> **What is expected**: Please copy out every line in the records below that includes the word "stand".

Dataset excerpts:

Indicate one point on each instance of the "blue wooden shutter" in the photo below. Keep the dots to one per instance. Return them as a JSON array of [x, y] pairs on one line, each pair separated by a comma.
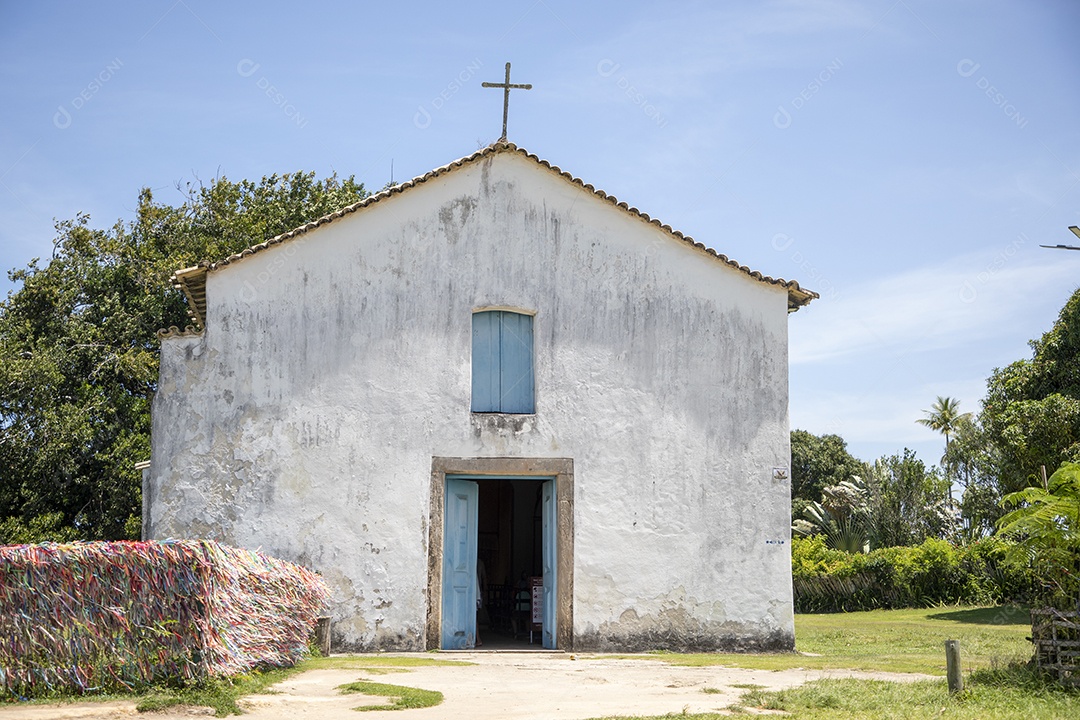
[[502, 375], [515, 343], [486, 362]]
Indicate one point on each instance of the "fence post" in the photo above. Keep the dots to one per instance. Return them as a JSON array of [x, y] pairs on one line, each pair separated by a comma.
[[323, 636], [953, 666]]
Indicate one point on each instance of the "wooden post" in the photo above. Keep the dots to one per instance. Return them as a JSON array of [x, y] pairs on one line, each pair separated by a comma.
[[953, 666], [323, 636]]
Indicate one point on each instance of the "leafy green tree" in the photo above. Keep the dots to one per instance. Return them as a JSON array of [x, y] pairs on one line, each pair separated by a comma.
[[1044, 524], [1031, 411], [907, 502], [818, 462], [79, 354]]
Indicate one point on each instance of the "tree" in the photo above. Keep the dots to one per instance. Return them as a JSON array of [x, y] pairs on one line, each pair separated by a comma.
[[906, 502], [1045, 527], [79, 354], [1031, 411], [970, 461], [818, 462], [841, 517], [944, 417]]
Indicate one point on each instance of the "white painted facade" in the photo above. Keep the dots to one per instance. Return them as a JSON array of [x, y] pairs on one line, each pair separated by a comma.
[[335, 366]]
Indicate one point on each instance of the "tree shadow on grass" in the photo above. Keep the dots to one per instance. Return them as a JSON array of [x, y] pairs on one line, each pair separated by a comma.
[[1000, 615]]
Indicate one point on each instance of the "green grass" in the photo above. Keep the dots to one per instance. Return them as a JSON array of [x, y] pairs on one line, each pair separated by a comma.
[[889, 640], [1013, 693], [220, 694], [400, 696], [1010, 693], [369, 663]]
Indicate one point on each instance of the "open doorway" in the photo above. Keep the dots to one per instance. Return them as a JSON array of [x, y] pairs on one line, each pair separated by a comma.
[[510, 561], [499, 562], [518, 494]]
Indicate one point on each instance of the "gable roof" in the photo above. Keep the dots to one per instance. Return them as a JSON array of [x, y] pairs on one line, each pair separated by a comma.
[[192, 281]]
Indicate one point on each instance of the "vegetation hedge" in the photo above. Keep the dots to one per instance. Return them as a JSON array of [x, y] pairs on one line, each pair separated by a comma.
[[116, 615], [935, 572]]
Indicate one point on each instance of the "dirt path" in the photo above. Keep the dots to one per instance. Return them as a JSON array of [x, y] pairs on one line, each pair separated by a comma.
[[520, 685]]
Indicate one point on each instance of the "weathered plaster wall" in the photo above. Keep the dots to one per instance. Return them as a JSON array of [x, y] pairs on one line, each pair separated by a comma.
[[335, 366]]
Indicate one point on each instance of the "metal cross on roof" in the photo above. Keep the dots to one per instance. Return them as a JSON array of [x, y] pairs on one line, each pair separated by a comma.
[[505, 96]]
--
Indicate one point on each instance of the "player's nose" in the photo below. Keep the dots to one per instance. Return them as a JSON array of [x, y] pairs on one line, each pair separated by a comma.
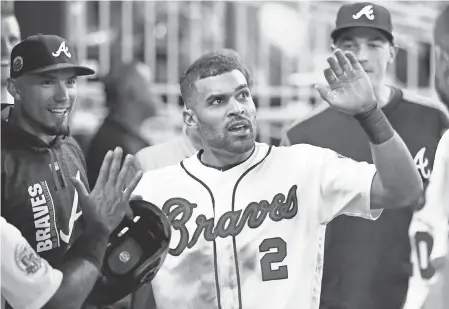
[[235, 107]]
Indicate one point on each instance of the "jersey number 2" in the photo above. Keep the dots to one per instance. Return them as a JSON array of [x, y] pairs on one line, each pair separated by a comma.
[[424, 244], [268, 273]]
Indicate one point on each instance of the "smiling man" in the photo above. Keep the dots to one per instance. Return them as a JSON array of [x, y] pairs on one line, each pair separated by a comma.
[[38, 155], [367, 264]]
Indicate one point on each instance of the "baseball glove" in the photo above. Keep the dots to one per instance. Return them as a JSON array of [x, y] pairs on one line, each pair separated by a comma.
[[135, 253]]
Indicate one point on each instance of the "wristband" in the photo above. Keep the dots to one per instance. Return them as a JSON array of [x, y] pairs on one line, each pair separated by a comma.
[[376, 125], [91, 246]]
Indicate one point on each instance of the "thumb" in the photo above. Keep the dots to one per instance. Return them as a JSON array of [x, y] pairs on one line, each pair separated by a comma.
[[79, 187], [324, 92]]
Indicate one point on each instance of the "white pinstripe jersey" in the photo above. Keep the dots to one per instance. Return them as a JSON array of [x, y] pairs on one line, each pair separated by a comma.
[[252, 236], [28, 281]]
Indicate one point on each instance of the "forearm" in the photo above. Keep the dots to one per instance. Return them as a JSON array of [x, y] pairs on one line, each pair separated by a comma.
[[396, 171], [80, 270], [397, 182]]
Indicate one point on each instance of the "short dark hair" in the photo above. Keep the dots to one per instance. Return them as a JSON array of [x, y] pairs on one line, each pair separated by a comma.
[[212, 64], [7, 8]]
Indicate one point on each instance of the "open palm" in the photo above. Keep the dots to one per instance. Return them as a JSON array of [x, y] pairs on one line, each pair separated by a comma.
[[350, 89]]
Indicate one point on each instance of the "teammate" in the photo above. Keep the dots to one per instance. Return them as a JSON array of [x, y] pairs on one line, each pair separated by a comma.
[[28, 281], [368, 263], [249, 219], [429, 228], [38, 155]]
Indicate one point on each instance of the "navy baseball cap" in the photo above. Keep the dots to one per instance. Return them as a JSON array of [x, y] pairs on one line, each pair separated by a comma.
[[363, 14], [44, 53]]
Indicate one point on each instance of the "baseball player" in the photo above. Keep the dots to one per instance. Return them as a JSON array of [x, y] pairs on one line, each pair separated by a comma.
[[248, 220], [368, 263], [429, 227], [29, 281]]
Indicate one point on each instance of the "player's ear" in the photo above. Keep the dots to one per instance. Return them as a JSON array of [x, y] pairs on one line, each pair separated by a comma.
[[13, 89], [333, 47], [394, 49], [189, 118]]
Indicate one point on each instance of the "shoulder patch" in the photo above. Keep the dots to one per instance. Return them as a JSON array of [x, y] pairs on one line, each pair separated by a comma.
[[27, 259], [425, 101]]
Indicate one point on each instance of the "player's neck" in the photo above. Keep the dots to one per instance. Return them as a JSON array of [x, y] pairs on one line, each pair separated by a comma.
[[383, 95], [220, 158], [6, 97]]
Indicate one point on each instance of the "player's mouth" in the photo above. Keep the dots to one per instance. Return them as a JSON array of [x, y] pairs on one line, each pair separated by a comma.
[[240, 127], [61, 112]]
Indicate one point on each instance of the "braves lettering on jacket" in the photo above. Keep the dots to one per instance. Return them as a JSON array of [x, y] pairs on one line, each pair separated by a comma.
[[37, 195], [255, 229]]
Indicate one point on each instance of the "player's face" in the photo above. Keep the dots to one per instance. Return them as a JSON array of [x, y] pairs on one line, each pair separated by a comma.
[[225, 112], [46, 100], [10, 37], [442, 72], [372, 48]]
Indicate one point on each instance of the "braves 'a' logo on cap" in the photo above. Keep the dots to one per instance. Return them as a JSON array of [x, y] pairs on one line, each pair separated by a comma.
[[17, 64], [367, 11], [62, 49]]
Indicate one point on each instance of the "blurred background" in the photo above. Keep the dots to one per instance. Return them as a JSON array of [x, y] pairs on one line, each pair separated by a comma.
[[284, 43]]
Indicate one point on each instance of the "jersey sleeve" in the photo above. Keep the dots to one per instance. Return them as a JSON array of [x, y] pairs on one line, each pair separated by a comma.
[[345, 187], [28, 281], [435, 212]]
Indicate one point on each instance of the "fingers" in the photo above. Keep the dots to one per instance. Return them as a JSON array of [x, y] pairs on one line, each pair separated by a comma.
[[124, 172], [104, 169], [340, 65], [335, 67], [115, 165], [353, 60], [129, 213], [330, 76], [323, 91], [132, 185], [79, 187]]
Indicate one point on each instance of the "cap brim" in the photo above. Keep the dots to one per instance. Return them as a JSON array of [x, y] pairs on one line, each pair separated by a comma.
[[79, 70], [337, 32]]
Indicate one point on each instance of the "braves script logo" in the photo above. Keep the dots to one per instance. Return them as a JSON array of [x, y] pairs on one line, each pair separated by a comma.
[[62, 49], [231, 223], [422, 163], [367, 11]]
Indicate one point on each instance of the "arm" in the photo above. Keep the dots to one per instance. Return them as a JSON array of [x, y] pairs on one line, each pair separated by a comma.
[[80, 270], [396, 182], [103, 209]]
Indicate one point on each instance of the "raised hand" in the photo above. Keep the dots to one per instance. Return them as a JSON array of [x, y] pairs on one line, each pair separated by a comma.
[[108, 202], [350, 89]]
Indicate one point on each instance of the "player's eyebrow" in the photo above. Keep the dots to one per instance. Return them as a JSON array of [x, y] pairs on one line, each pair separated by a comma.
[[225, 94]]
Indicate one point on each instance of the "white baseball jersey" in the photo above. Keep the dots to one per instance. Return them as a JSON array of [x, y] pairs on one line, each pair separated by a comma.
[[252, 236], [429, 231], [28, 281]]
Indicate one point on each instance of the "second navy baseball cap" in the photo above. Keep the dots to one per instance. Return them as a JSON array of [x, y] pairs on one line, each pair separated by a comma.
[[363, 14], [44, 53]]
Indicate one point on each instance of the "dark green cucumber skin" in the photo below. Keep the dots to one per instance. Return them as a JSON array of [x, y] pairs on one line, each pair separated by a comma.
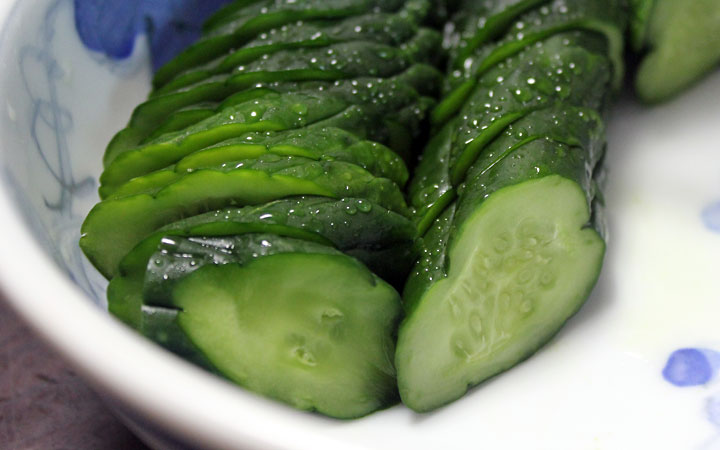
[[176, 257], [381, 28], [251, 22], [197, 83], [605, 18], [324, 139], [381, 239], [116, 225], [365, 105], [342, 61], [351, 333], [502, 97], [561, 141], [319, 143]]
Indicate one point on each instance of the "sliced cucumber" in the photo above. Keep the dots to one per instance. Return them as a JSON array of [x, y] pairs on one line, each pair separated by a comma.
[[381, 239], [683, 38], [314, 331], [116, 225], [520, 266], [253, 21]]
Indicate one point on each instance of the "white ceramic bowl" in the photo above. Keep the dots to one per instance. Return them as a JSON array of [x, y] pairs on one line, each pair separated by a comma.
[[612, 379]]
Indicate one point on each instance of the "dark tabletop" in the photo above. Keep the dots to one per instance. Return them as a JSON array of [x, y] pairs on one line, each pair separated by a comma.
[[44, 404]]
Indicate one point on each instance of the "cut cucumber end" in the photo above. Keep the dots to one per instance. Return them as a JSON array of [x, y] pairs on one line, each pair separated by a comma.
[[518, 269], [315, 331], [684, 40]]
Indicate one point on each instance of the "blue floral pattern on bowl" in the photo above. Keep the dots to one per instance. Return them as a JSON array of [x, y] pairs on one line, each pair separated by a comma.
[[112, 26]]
* * *
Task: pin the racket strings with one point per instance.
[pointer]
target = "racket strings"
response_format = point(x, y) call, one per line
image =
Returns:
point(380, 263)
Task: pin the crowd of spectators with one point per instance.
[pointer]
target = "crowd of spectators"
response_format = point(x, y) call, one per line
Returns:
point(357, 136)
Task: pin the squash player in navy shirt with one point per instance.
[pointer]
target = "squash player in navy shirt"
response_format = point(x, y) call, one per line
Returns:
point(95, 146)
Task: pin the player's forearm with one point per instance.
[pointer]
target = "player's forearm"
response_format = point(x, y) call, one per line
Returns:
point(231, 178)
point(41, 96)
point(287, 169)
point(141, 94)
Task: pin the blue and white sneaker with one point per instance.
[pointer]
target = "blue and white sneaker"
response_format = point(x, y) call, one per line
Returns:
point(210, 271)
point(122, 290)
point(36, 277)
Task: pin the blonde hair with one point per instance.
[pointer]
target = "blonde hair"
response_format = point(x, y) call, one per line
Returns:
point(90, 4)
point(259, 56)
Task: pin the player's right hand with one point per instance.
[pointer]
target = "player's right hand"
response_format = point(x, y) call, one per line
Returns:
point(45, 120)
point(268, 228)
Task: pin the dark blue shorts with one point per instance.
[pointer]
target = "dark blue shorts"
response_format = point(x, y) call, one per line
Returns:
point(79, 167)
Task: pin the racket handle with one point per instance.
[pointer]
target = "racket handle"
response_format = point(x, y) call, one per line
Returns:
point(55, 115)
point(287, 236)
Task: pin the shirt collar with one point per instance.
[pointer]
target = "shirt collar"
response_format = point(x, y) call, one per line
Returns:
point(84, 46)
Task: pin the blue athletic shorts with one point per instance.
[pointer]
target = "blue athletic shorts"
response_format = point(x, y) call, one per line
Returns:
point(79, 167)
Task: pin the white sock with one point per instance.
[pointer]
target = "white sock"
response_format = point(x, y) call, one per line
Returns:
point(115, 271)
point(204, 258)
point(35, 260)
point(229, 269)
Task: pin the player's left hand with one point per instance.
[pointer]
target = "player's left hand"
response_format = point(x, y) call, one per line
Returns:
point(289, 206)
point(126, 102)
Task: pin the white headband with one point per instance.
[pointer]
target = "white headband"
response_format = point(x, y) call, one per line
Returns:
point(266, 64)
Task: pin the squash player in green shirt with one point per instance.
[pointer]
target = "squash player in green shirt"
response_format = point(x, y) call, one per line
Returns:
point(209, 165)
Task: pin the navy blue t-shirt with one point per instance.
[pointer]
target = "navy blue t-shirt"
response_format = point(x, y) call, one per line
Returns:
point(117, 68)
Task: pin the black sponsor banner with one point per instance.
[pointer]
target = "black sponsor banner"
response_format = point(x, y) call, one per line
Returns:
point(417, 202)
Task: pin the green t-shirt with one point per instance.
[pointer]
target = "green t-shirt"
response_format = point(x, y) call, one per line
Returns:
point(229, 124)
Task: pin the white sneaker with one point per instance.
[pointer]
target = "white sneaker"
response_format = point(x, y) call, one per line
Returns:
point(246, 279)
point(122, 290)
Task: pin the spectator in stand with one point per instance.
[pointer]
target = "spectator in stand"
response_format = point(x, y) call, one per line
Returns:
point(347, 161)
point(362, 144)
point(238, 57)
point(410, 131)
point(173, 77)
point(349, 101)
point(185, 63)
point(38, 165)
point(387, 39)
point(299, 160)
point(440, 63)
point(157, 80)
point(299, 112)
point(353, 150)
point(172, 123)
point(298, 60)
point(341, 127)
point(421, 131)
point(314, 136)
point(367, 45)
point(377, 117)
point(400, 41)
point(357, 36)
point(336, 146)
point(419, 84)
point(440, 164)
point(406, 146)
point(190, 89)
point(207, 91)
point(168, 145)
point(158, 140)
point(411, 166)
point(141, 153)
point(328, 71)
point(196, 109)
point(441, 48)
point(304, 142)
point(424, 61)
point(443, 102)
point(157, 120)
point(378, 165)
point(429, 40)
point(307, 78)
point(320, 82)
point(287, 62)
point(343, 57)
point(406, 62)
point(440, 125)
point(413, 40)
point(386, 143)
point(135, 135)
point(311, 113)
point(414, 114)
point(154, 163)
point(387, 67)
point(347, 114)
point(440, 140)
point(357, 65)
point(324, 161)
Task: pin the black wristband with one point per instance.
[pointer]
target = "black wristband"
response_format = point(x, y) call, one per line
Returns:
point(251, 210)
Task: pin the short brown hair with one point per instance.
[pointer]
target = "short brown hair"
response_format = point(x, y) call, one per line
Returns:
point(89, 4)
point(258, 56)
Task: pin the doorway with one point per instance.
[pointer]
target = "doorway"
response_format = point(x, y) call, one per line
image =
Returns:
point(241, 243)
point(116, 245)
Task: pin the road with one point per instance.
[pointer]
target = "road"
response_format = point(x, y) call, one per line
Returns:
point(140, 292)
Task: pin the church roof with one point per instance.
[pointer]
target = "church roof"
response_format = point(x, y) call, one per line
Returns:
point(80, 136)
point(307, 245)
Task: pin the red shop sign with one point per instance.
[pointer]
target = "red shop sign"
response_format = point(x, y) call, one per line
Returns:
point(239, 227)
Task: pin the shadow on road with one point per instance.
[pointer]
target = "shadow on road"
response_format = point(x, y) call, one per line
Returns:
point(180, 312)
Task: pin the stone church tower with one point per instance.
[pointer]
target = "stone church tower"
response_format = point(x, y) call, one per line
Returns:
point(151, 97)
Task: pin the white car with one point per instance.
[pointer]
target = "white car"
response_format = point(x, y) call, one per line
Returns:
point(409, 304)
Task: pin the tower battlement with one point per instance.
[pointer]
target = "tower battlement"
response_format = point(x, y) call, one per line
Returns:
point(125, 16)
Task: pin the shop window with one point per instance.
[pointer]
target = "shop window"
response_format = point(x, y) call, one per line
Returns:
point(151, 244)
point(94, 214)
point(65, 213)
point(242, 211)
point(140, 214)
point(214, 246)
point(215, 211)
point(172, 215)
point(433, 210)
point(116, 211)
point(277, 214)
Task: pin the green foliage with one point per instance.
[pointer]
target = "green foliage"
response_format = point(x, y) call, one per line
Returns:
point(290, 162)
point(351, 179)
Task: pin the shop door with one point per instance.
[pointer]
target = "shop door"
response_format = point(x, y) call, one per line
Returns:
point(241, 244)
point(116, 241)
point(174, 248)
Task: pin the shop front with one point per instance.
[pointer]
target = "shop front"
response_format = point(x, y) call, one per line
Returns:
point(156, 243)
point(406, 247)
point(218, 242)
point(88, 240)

> **Exercise result**:
Task: pin the spectator in stand with one point per instance.
target = "spectator in stand"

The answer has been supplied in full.